Text section:
⟨
# ✅ Data Validation with Pandas
This notebook demonstrates how to perform schema checks, data type validations, null checks, and duplicate detection.

In [None]:
import pandas as pd
import numpy as np

In [None]:
# Sample dataset for validation
data = {
    'id': [1, 2, 3, 4, 5, 5],
    'name': ['Alice', 'Bob', 'Charlie', 'David', 'Eve', 'Eve'],
    'dob': ['1990-01-01', '1985-05-12', '1992-03-25', '2000-07-19', None, '2001-03-04'],
    'salary': ['50000', '60000', '70000', 'not_available', '80000', '90000'],
    'age': [25, 30, 35, 40, np.nan, 30]
}
df = pd.DataFrame(data)
df

## 🔍 Schema Validation

In [None]:
# Expected schema
expected_columns = ['id', 'name', 'dob', 'salary', 'age']
assert set(expected_columns).issubset(df.columns), 'Schema mismatch!'
print('Schema validation passed.')

## 🔍 Data Type Validation

In [None]:
# Convert 'dob' and 'salary' to appropriate types
df['dob'] = pd.to_datetime(df['dob'], errors='coerce')
⟩
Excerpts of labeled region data
⟨
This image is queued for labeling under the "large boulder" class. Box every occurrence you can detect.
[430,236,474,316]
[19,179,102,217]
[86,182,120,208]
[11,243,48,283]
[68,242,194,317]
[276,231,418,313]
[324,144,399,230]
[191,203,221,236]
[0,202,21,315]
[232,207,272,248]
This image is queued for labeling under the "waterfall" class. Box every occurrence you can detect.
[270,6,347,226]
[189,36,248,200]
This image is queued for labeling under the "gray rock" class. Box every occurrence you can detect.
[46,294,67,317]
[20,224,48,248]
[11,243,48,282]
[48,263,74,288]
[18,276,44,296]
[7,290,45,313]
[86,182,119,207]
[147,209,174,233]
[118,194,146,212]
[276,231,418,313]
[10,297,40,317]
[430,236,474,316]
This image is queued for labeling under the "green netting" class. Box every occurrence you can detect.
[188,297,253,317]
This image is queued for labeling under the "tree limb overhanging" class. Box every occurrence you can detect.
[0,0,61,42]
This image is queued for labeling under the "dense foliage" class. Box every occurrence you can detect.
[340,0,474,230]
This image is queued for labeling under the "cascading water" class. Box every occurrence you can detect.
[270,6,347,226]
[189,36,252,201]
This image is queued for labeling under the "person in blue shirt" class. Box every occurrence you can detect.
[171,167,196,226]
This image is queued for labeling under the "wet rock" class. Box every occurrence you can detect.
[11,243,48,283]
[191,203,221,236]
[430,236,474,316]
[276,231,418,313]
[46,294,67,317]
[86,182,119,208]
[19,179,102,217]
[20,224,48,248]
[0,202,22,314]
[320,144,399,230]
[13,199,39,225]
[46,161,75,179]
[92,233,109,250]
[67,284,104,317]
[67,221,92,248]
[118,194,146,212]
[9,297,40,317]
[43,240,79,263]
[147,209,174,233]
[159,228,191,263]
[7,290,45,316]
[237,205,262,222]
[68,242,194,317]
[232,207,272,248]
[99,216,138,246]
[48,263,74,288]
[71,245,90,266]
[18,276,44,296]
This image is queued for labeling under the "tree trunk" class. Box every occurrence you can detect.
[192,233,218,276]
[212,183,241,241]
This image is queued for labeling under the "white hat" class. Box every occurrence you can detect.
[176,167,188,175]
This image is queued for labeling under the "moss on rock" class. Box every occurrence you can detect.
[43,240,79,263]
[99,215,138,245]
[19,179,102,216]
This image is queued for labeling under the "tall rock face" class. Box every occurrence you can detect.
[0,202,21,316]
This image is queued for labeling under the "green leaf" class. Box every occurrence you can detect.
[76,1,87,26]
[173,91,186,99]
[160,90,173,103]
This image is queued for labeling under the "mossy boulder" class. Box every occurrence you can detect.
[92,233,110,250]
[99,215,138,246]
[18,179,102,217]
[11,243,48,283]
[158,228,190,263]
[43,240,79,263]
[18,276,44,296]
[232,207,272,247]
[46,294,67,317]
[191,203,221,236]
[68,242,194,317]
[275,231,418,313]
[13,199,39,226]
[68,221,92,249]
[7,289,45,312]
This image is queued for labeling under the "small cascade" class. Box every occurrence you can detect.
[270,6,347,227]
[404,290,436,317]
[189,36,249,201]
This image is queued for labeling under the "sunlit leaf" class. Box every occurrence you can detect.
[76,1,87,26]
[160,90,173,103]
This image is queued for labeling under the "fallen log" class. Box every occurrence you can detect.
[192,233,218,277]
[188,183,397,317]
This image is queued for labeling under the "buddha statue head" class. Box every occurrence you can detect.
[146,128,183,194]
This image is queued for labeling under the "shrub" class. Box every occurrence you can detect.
⟩
Requirements:
[1] Answer from the pandas validation notebook:
(a) Which name appears twice in the 'name' list of the sample dataset?
(b) What message does the assertion show if the schema check fails?
(c) What value is given for errors when 'dob' is converted with pd.to_datetime?
[2] Extend the pandas validation notebook, starting after its last line of code.
None of the material is needed here.

The answers:
[1]
(a) Eve
(b) 'Schema mismatch!'
(c) 'coerce'

[2]
df['salary'] = pd.to_numeric(df['salary'], errors='coerce')

# Validate types
assert pd.api.types.is_numeric_dtype(df['salary']), 'Salary column is not numeric'
assert pd.api.types.is_datetime64_any_dtype(df['dob']), 'DOB column is not datetime'
print('Data type validation passed.')

## 🔍 Null Value Detection

In [None]:
# Check for missing values
missing_values = df.isnull().sum()
print('Missing values per column:')
print(missing_values)

## 🔍 Duplicate Detection

In [None]:
# Check for duplicate rows
duplicate_rows = df[df.duplicated()]
print(f'Total duplicate rows: {len(duplicate_rows)}')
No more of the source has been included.